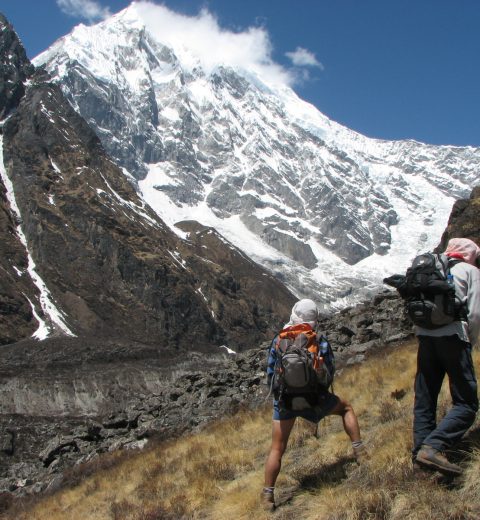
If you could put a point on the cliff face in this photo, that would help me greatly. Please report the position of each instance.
(464, 221)
(101, 261)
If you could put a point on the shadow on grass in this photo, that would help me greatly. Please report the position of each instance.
(327, 474)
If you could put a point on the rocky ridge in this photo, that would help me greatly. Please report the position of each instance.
(74, 399)
(85, 255)
(300, 194)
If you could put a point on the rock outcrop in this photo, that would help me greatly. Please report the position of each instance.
(70, 399)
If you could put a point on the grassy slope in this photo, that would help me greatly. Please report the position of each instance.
(218, 473)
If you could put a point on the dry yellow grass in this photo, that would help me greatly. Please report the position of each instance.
(218, 473)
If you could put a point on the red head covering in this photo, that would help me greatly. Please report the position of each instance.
(463, 248)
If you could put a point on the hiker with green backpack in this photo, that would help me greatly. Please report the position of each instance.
(300, 371)
(442, 298)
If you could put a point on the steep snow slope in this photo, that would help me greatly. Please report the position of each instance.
(327, 210)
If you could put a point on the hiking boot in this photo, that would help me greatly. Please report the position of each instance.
(361, 454)
(431, 458)
(422, 472)
(268, 500)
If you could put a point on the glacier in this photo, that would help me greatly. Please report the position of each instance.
(327, 210)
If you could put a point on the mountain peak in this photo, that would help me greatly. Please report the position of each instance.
(210, 129)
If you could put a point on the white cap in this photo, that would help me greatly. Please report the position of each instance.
(304, 311)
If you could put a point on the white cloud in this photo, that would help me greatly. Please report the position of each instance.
(304, 58)
(85, 9)
(202, 37)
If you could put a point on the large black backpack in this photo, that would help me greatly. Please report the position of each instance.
(305, 367)
(429, 291)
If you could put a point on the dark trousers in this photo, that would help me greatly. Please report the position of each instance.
(437, 357)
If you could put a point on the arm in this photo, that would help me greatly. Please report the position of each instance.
(473, 302)
(272, 360)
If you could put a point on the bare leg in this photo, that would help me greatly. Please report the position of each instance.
(280, 434)
(350, 422)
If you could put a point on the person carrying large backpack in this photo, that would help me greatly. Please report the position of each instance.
(447, 349)
(299, 373)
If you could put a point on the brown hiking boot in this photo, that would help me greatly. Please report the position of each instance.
(361, 454)
(422, 472)
(268, 500)
(431, 458)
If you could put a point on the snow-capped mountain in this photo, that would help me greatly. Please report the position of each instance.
(82, 254)
(327, 210)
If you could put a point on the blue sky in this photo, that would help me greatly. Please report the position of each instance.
(390, 69)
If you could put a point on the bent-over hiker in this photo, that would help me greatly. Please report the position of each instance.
(313, 406)
(448, 350)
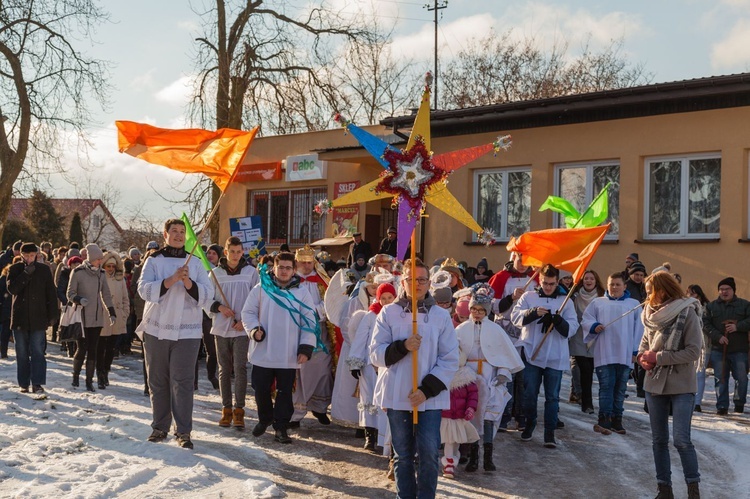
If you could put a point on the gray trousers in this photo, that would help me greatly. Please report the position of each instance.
★ ★ ★ ★ ★ ★ ★
Give every line of the material above as a Markdown table with the columns Row and Text, numbering the rows and skipping any blank lines. Leave the pictures out of the table.

Task solution
| Row | Text |
|---|---|
| 1 | If you could put a point on the cliff face in this photo, that would help me greatly. Please report the position of each instance. |
| 2 | (464, 221) |
| 3 | (101, 261) |
| 4 | If you could put a point on the shadow on grass in this photo, that would help me greatly. Please report the position of each instance. |
| 5 | (327, 474) |
| 6 | If you could put a point on the rocky ridge in this photo, that would help me greatly. Please report the position of each instance. |
| 7 | (74, 399) |
| 8 | (85, 255) |
| 9 | (300, 194) |
| 10 | If you could put a point on the rock outcrop in this photo, that would help me greatly. Please report the position of each instance. |
| 11 | (70, 399) |
| 12 | If you could put a point on the grassy slope in this photo, that would help me greatly. Please report the position of each instance. |
| 13 | (218, 473) |
| 14 | If you could put a point on the dry yellow grass in this photo, that would help me greatly. Please report the position of each instance. |
| 15 | (218, 473) |
| 16 | If you could put a point on the red head covering in this photo, that would help me greatly. Please report the position of each instance. |
| 17 | (463, 248) |
| 18 | If you could put a point on the hiker with green backpack in this photo, that would help me greatly. Please report the position of each instance. |
| 19 | (300, 371) |
| 20 | (442, 298) |
| 21 | If you could put a point on the steep snow slope in this photo, that would help me greatly. Please report the position of each instance. |
| 22 | (327, 210) |
| 23 | If you could put a point on the hiking boot in this photo, that would help me greatly. Please report the position of each instance. |
| 24 | (361, 454) |
| 25 | (431, 458) |
| 26 | (422, 472) |
| 27 | (268, 500) |
| 28 | If you could put a point on the glacier in this photo, that would help me greatly. Please report the position of each instance. |
| 29 | (327, 210) |
| 30 | If you could put a point on the mountain peak in this photo, that would help me greatly. Please report the position of each instance. |
| 31 | (210, 129) |
| 32 | If you could put a point on the white cap in this photo, that would help me greatly. Please report the position of each instance. |
| 33 | (304, 311) |
| 34 | If you could put a point on the white cloud in this photo, that would help me greatly. Please report the position of each instance. |
| 35 | (304, 58) |
| 36 | (85, 9) |
| 37 | (202, 37) |
| 38 | If you could put a point on the large black backpack in this photo, that would help me greatly. Please report the position of each instance. |
| 39 | (305, 367) |
| 40 | (429, 291) |
| 41 | If you could put a point on the dark trousers in this photo, that would help me greatly. Please report the position of each instance. |
| 42 | (437, 357) |
| 43 | If you could put a point on the arm in this photo, that would help me greatly. Please report the position of each instance. |
| 44 | (473, 302) |
| 45 | (272, 360) |
| 46 | If you could put a point on the bare leg in this photo, that would help me greatly. Please report the position of each instance. |
| 47 | (280, 434) |
| 48 | (350, 422) |
| 49 | If you could put a point on the person carrying large backpack in this photo, that would help me greatly. Please report the position of each instance. |
| 50 | (447, 349) |
| 51 | (299, 373) |
| 52 | If you could put a point on the brown hiking boot in this photo, that would help me greatly. Please report the position of each instance. |
| 53 | (361, 454) |
| 54 | (422, 472) |
| 55 | (268, 500) |
| 56 | (431, 458) |
| 57 | If you could put a point on the snow-capped mountain in this photo, that would help me greatly. Please report the position of each instance. |
| 58 | (82, 254) |
| 59 | (327, 210) |
| 60 | If you could put a point on the blue sky in this photo, that would help me greatly. Please report the position of each instance. |
| 61 | (390, 69) |
| 62 | If you could put a point on the bent-over hiker in this photo, that would help me greatly. Please report the position of each instance. |
| 63 | (313, 406) |
| 64 | (448, 350) |
| 65 | If you could put a point on the gray trousers in this photo, that would help me greatly. Please report the position of each instance. |